WHAT YOU NEED TO DO - The records that follow are to be copied word for word. Pictures should be omitted.

Data entries -
[Start of section]

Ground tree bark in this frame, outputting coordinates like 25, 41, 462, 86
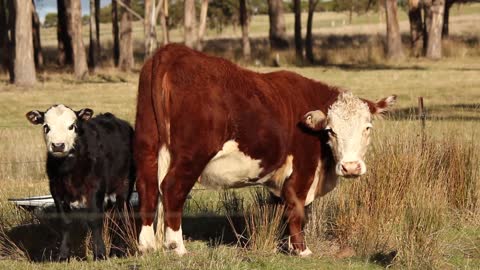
112, 0, 120, 66
408, 0, 423, 57
306, 0, 318, 64
426, 0, 445, 59
423, 0, 432, 55
159, 0, 169, 46
184, 0, 197, 48
89, 0, 101, 70
0, 0, 9, 73
267, 0, 288, 50
196, 0, 209, 51
6, 0, 15, 81
385, 0, 404, 60
67, 0, 88, 79
14, 0, 36, 86
293, 0, 303, 61
239, 0, 251, 61
144, 0, 156, 58
57, 0, 73, 66
442, 0, 453, 39
31, 0, 43, 70
119, 0, 134, 71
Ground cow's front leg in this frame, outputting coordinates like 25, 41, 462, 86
56, 199, 73, 262
87, 193, 106, 260
283, 181, 312, 257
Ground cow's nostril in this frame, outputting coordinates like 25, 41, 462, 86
341, 161, 362, 176
341, 164, 348, 173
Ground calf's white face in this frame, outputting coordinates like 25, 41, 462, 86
26, 105, 93, 158
303, 92, 396, 177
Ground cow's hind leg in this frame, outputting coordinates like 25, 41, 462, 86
135, 142, 160, 252
160, 157, 209, 256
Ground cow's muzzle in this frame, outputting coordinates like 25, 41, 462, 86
337, 161, 365, 177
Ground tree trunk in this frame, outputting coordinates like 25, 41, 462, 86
6, 0, 15, 81
426, 0, 445, 59
267, 0, 288, 50
423, 0, 432, 55
306, 0, 318, 64
196, 0, 209, 51
159, 0, 169, 46
184, 0, 197, 48
293, 0, 303, 61
144, 0, 156, 58
67, 0, 88, 79
119, 0, 134, 71
442, 0, 453, 39
14, 0, 36, 86
32, 0, 43, 70
89, 0, 101, 70
385, 0, 404, 60
112, 0, 120, 66
239, 0, 251, 61
408, 0, 423, 57
0, 0, 9, 73
57, 0, 73, 66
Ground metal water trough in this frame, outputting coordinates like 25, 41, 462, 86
8, 192, 140, 212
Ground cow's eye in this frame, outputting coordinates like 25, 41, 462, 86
326, 128, 337, 137
365, 124, 373, 131
43, 125, 50, 134
68, 124, 76, 131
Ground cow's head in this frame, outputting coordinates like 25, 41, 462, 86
302, 92, 396, 177
26, 104, 93, 158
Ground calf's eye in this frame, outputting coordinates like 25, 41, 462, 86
68, 124, 76, 131
43, 125, 50, 134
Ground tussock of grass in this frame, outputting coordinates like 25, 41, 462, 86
306, 132, 479, 268
0, 226, 29, 261
224, 190, 287, 254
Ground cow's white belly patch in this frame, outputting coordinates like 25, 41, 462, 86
200, 140, 264, 188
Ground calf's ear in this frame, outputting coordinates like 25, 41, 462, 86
26, 110, 44, 125
301, 110, 326, 131
77, 108, 94, 121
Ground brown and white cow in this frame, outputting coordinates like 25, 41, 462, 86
134, 44, 395, 256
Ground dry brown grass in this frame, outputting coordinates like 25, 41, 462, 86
305, 130, 479, 268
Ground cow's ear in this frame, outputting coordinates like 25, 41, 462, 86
302, 110, 326, 131
363, 95, 396, 115
26, 110, 44, 125
77, 108, 94, 121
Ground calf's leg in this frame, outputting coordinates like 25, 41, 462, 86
87, 193, 106, 260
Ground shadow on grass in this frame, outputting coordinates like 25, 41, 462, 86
4, 206, 245, 262
35, 33, 479, 74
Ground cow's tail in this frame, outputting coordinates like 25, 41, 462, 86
149, 48, 170, 248
150, 48, 171, 148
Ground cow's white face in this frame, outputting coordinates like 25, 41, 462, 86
302, 92, 396, 177
26, 105, 93, 158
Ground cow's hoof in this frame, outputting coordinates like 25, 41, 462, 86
297, 247, 313, 257
138, 225, 157, 253
165, 242, 187, 256
93, 254, 107, 261
57, 256, 70, 262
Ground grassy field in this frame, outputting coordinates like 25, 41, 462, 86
1, 5, 480, 270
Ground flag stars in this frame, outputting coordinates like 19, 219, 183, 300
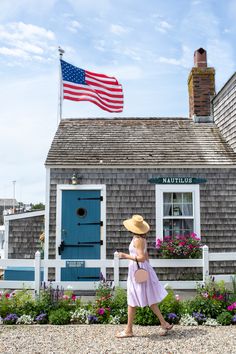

[End of section]

ANSWER SPACE -
Ground tree bark in this frame, outputting coordinates like 25, 41, 462, 86
112, 0, 120, 66
408, 0, 423, 57
306, 0, 318, 64
426, 0, 445, 59
423, 0, 432, 55
159, 0, 169, 46
184, 0, 197, 48
89, 0, 101, 70
0, 0, 9, 73
267, 0, 288, 50
196, 0, 209, 51
6, 0, 15, 81
385, 0, 404, 60
67, 0, 88, 79
14, 0, 36, 86
293, 0, 303, 61
239, 0, 251, 61
144, 0, 156, 58
57, 0, 73, 66
442, 0, 453, 39
31, 0, 43, 70
119, 0, 134, 71
Ground cow's front leg in this frame, outputting coordinates like 25, 41, 462, 86
56, 199, 73, 262
87, 193, 106, 260
283, 181, 312, 257
Ground cow's nostril in this frame, outputting coordinates like 25, 41, 462, 86
341, 161, 362, 176
341, 164, 348, 173
Ground calf's white face in this frame, outputting coordinates like 25, 41, 462, 86
26, 105, 93, 158
303, 92, 396, 177
Ground cow's hind leg in this frame, outputting coordinates like 25, 41, 462, 86
135, 142, 160, 252
160, 157, 209, 256
Ground cow's muzzle in this frame, outputting coordinates like 25, 41, 462, 86
337, 161, 365, 177
Ground tree trunk in this frame, outputting coordinates like 25, 41, 462, 86
6, 0, 15, 81
426, 0, 445, 59
267, 0, 288, 50
423, 0, 432, 55
306, 0, 318, 64
196, 0, 209, 51
159, 0, 169, 46
184, 0, 197, 48
293, 0, 303, 61
144, 0, 156, 58
67, 0, 88, 79
119, 0, 134, 71
442, 0, 453, 39
14, 0, 36, 86
32, 0, 43, 70
89, 0, 101, 70
385, 0, 404, 60
112, 0, 120, 66
239, 0, 251, 61
408, 0, 423, 57
0, 0, 9, 73
57, 0, 73, 66
Ground metal water trough in this frame, outputting coordinates like 25, 41, 462, 86
8, 192, 140, 212
Ground cow's eye in this frame, outputting coordinates like 25, 41, 462, 86
326, 128, 337, 137
365, 124, 373, 131
43, 125, 50, 134
68, 124, 76, 131
Ground cow's head in this frame, outputting coordinates like 25, 41, 462, 86
302, 92, 396, 177
26, 104, 93, 158
Ground calf's eye in this frame, outputting coordinates like 25, 41, 462, 86
68, 124, 76, 131
43, 125, 50, 134
Ground tussock of grass in this frame, outputting coordinates like 25, 41, 462, 86
306, 132, 479, 268
0, 226, 29, 261
224, 190, 287, 254
Ground cow's white belly patch in this frame, outputting coordinates like 25, 41, 462, 86
200, 140, 264, 188
Ground calf's ear in this frame, outputting coordinates like 25, 41, 462, 86
26, 110, 44, 125
301, 110, 326, 131
77, 108, 94, 121
Ground brown and white cow in this frame, outputting coordinates like 25, 41, 462, 86
134, 44, 395, 256
Ground dry brown grass in this frame, outputting coordinates like 25, 41, 462, 86
305, 130, 479, 268
Ground cow's ear in this frame, outputting coordinates like 25, 41, 462, 86
302, 110, 326, 131
363, 95, 396, 115
26, 110, 44, 125
77, 108, 94, 121
Ground calf's leg in this frame, outputting coordinates like 25, 41, 462, 86
87, 193, 106, 260
Ground shadow on grass in this frame, outputting coordinates like 25, 41, 462, 86
4, 206, 245, 262
35, 33, 479, 74
Ground cow's tail in this frame, outputting coordinates like 25, 41, 462, 86
149, 48, 170, 248
150, 48, 171, 148
Ground cow's white face in this frame, outputting coordinates like 25, 41, 462, 86
302, 92, 396, 177
26, 105, 93, 158
Ground cow's hoof in this frame, outputting coordinates like 25, 41, 462, 86
297, 247, 313, 257
138, 225, 157, 253
165, 242, 187, 256
93, 254, 107, 261
57, 256, 70, 262
Ground grassy field in this frame, outputting coordinates like 25, 41, 462, 86
1, 5, 480, 270
Ground flag stars in this frame, outputting coordinates like 19, 219, 183, 300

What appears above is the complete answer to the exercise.